_WRITTEN PROBLEM A_: How would you put this sentence from the perpetual bonds text into Spanish: "First, let’s look at the difference between standard bonds and perpetual bonds."
_WRITTEN PROBLEM B_: Can you retype everything in the perpetual bonds text from "Denominations : Min" down to "Are Perpetual Bonds?"?

─── TEXT SEGMENT

Issue Size : $1.8 billion

Denominations : Min $250k

Coupon Rate : 5.125%

Rating : Baa1 by Moody’s and A- by Fitch

Callable : Callable after 5 1/2 Years from Issue Date

Maturity: No maturity date but will pay additional one percent in interest if not redeemed within 10 years

 

What Are Perpetual Bonds?

First, let’s look at the difference between standard bonds and perpetual bonds. Most bonds are issued with a certain maturity date, hence the bonds can be short term, mid term or long term based on the length of maturity. For more information on standard bonds, see Buying Singapore Government Securities Bonds (SGS) and Retail Corporate Bonds on SGX Part 1. Perpetual bonds are special as in they do not have a fixed maturity date. Basically, it means that the issuer does not need to repay the principal if it does not want to and can just keep paying the coupons in perpetuity. In this manner, they are similar to preferred stocks and should be valued similarly to a preferred stock.

 

Valuation of Perpetual Bonds and Discount Rate Used

As discussed earlier, the valuation of perpetual bonds should be similar to a preferred stock.

Valuation of Perpetual Bond = Annual Coupon Payment / Discount Rate

For example, a $100k Face Value Bond x 5.125% = $5,125 annual coupons

If you take Discount Rate at 4%, Value of Bond would be $128,125

If you take Discount Rate at 6%, Value of Bond would be $85,417

If you take Discount Rate at 5.125%, Value of Bond would be $100,000

 

So basically, if you assume discount rate to be lower than the coupon rate, then the bond is undervalued. If you treat discount rate as the same as coupon, the bond is at fair value. The important point comes down to the discount rate, is 5.125% good enough? The returns net of inflation has to be high enough to sufficiently reward the investor for taking the risk.

──────
─── RECORDED INFORMATION

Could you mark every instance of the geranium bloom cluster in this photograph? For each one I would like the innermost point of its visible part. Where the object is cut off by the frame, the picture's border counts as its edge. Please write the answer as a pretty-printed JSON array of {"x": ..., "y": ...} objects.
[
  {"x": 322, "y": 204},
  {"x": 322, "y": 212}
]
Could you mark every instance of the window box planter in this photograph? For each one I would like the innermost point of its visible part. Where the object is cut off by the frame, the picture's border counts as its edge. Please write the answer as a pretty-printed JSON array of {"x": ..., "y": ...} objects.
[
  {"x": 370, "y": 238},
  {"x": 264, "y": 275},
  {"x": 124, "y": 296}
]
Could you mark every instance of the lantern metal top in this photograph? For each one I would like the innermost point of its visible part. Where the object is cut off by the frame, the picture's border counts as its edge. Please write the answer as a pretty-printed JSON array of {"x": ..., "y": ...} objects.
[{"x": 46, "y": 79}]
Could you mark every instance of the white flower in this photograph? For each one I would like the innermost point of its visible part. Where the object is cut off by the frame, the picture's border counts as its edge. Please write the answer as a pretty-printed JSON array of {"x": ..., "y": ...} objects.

──────

_EXERCISE RESPONSE A_: Primero, veamos la diferencia entre los bonos estándar y los bonos perpetuos.

_EXERCISE RESPONSE B_:
Denominations : Min $250k

Coupon Rate : 5.125%

Rating : Baa1 by Moody’s and A- by Fitch

Callable : Callable after 5 1/2 Years from Issue Date

Maturity: No maturity date but will pay additional one percent in interest if not redeemed within 10 years

 

What Are Perpetual Bonds?